→ **Written problem**:
List, word for word, every line in the items below that contains the string "jellyfish".
--------------------------------
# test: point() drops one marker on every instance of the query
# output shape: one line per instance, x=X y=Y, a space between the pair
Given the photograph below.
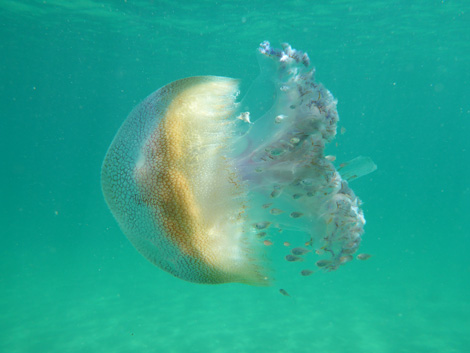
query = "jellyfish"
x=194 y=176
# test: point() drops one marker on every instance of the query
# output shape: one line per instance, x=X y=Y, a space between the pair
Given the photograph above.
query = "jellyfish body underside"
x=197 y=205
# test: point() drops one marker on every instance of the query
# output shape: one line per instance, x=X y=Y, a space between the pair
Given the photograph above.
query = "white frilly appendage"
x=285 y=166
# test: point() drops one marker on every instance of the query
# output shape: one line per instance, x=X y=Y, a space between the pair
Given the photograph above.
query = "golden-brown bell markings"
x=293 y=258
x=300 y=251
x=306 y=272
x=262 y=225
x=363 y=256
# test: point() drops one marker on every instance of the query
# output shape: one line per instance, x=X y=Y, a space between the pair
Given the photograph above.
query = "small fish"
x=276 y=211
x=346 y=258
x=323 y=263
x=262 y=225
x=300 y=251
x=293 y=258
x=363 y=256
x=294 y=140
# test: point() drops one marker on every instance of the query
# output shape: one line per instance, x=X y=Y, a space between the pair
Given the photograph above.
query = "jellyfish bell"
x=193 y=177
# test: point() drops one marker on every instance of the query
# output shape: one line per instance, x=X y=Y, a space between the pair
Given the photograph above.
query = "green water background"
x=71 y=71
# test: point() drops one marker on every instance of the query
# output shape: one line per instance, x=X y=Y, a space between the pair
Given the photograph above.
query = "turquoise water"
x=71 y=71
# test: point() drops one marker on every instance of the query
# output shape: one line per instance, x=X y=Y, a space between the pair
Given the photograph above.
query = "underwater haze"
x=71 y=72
--------------------------------
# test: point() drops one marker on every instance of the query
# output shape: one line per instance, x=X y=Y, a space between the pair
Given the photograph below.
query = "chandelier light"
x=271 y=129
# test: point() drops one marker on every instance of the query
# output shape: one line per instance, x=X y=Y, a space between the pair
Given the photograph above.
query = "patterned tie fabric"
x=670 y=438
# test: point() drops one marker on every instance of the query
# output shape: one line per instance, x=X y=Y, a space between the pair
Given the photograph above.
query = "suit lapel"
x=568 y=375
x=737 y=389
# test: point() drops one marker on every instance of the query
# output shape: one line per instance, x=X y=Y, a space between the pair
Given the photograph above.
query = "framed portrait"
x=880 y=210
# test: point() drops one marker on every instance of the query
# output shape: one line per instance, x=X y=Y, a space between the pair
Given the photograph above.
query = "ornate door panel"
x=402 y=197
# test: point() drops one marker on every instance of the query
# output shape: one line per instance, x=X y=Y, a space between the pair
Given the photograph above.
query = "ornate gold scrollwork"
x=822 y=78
--------------------------------
→ **The result**:
query = "jellyfish"
query = "jellyfish body underside"
query = "jellyfish bell"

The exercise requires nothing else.